Consigne 1: Renommez « sédévacantiste » en « traditionaliste » dans le passage sur le catholicisme en France, puis recopiez-le entre « Du reste, sʼil » et « très vite changer. », bornes comprises, s'il vous plaît.

**** Extrait du document

Elles sont présentement converties à la laïcité, comme le met en évidence le penseur néo-tocquevillien Gilles Lipovetsky lorsquʼil soutient que « le principe de laïcité de lʼÉtat nʼest plus sérieusement combattu ; tout au plus a-t-on vu, à lʼoccasion du problème des foulards islamiques, sʼaffronter deux modèles de laïcité : lʼun, intransigeant ou rigoriste, exigeant une stricte neutralité des signes vestimentaires ; lʼautre, ouvert et pluraliste, reconnaissant le droit à certaines différences à lʼintérieur des établissements scolaires22. »


Désormais, certes peut-être provisoirement, la majorité des catholiques semble préférer le libéralisme au souverainisme. Les retraités soutiennent très largement le pouvoir en place et ils sont ceux qui se déclarent le plus attachés à la religion catholique. Ceci explique certainement cela ; la pratique catholique résiduelle qui subsiste étant, en outre, dʼorigine essentiellement bourgeoise. Même si un néo-christianisme de nature juvénile et prolétarienne a pu émerger avec la crise des Gilets jaunes : en attestent le relatif succès médiatique dʼun manifestant gilet jaune appelé Thibault, royaliste assumé, ainsi que lʼaffiche du dernier spectacle de lʼhumoriste Dieudonné, intitulé « Gilets jaunes », qui montre un Christ en croix portant un... gilet jaune.


Les archipels français


Du reste, sʼil y a un archipel français, comme dirait le spécialiste de lʼopinion Jérôme Fourquet23, il y a aussi un archipel du milieu catholique en France, entre les bourgeois fidèles au pape François, plus nombreux, et les autres, plus marginaux, de plus en plus sensibles à la cause sédévacantiste, les uns se rattachant au libéralisme et les autres au souverainisme, si lʼon sʼappuie sur les données post-électorales des européennes de 2019, mais cette situation pourrait très vite changer.


Aujourd’hui, et quel ne fut pas le génie de Charles Maurras, cʼest lʼidée de nation qui unit, et la religion qui divise, favorisant une querelle entre les modernes et les traditionalistes, à rebours de sa fonction principielle, qui est de relier les hommes entre eux. Plus précisément, ce « religare » immanent est la conséquence, lʼeffet collatéral, du « religare » transcendant, qui est la fonction ontologique de la religion, celle de relier lʼhomme à un au-delà « acosmique », plus prosaïquement de relier la créature à son créateur.


En un mot, dans notre France déchristianisée, politique dʼabord ! Les chiffres parlent dʼeux-mêmes : en 1948 37 % des Français étaient catholiques pratiquants réguliers. En 1968 25 %, en 1988 13 % et en 2007 8 %.

********

Consigne 2: Citez à l'identique les lignes des enregistrements, de celle qui contient « Practice. For this step, pick out the green tree » jusqu'à celle qui contient « point(89, 178) », toutes deux incluses.

**** Extraits de données

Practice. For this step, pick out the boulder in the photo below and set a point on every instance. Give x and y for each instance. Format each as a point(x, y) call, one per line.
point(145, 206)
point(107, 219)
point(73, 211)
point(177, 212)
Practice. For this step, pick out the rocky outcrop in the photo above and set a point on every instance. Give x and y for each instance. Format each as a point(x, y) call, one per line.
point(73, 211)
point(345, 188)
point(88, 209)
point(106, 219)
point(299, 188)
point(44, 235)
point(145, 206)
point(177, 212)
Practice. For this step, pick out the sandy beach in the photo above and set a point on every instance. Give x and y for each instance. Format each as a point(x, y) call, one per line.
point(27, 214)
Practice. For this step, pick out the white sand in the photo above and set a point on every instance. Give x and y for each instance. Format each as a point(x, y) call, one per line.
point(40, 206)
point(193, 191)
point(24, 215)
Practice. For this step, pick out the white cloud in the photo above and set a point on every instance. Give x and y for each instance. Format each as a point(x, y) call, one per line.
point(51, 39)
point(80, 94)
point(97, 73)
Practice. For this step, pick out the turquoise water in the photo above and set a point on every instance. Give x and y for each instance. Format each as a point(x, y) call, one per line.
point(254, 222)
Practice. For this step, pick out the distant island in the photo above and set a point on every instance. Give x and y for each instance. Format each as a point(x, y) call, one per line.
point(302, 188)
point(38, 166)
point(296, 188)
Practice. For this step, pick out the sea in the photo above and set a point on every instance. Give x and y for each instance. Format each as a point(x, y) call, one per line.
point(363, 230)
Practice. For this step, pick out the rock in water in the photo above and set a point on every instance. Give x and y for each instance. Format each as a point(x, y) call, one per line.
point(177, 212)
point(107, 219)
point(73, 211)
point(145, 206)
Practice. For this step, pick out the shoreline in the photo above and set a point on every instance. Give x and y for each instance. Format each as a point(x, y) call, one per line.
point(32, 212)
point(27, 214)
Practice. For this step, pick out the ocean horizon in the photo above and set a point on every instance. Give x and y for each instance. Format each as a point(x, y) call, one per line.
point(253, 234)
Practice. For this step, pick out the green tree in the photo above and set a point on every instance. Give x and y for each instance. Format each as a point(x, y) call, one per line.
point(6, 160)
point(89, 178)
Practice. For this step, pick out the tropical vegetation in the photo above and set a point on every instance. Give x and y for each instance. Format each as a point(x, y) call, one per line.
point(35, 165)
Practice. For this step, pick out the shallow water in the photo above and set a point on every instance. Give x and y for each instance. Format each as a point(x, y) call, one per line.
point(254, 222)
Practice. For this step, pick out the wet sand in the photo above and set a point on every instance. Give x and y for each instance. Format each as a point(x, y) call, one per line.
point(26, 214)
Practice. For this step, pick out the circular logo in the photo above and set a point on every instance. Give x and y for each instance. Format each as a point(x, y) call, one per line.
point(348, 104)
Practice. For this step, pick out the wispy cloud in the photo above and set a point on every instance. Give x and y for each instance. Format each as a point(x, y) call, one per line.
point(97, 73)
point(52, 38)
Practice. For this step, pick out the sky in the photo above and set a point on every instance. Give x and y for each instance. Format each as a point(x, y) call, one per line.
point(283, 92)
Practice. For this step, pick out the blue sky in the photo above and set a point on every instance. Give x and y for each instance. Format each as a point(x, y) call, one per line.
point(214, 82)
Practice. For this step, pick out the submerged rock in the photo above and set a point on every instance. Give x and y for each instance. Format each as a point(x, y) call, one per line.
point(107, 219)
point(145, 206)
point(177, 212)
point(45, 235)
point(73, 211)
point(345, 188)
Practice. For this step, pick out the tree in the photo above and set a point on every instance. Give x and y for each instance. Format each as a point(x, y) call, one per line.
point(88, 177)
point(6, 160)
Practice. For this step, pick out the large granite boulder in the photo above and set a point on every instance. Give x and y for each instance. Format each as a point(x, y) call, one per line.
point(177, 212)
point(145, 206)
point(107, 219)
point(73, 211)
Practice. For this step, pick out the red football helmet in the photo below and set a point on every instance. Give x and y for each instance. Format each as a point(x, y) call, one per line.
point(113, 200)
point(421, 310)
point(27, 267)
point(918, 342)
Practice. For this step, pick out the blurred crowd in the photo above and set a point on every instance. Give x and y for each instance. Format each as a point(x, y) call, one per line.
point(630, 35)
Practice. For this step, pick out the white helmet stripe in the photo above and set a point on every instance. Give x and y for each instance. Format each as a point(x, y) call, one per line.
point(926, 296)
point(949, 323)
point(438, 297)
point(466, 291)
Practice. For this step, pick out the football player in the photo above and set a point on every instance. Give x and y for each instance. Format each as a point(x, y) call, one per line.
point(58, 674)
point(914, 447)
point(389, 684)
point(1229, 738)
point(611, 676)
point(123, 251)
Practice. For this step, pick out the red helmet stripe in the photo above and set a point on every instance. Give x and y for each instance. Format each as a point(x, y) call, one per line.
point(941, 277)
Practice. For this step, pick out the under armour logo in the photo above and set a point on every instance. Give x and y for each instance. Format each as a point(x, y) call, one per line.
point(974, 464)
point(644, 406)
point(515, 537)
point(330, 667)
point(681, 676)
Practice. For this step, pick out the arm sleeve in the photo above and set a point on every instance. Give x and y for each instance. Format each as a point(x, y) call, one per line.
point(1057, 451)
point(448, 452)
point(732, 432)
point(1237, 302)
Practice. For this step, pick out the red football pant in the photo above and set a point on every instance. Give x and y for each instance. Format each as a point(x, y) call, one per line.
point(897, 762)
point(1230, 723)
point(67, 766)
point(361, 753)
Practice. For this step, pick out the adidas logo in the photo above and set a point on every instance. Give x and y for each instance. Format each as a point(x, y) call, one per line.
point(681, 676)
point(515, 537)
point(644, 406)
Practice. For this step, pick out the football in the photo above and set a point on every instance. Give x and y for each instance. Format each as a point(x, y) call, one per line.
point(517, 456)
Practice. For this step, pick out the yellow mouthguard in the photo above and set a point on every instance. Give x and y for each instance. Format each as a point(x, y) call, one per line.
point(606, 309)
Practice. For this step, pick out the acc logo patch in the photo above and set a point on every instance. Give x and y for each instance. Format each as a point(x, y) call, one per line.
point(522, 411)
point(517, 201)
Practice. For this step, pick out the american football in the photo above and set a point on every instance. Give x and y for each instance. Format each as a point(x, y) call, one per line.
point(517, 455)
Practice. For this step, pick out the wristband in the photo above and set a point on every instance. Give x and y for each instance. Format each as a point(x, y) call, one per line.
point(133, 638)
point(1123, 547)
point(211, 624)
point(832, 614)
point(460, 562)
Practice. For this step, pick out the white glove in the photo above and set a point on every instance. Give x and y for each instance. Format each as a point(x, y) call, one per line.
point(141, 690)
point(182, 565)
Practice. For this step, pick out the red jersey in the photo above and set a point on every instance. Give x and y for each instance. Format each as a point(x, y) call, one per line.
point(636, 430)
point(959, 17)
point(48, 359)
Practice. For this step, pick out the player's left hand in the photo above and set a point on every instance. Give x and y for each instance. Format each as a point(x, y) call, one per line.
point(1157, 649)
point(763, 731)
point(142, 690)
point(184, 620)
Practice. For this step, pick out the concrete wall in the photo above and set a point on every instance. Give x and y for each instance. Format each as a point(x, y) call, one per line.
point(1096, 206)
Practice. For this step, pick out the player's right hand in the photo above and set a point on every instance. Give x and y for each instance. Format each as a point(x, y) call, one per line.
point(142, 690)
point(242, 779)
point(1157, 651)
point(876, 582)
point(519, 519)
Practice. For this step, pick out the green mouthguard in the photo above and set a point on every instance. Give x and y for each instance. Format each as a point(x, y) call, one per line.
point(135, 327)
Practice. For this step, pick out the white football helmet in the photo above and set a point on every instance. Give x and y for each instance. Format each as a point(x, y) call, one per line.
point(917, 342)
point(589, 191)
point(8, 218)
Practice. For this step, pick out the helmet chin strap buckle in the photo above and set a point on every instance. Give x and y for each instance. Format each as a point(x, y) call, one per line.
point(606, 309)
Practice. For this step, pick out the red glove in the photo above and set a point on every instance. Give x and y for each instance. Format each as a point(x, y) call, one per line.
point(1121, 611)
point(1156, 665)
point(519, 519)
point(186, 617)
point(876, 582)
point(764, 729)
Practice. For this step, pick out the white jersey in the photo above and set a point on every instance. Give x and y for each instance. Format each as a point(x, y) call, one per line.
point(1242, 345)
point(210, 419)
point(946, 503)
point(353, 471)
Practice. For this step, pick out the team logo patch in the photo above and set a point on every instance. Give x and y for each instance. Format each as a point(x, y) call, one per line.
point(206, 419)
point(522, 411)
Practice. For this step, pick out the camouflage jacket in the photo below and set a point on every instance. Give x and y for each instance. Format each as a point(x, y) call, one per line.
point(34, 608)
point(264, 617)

********

Réponse 1:
Du reste, sʼil y a un archipel français, comme dirait le spécialiste de lʼopinion Jérôme Fourquet23, il y a aussi un archipel du milieu catholique en France, entre les bourgeois fidèles au pape François, plus nombreux, et les autres, plus marginaux, de plus en plus sensibles à la cause traditionaliste, les uns se rattachant au libéralisme et les autres au souverainisme, si lʼon sʼappuie sur les données post-électorales des européennes de 2019, mais cette situation pourrait très vite changer.

Réponse 2:
Practice. For this step, pick out the green tree in the photo above and set a point on every instance. Give x and y for each instance. Format each as a point(x, y) call, one per line.
point(6, 160)
point(89, 178)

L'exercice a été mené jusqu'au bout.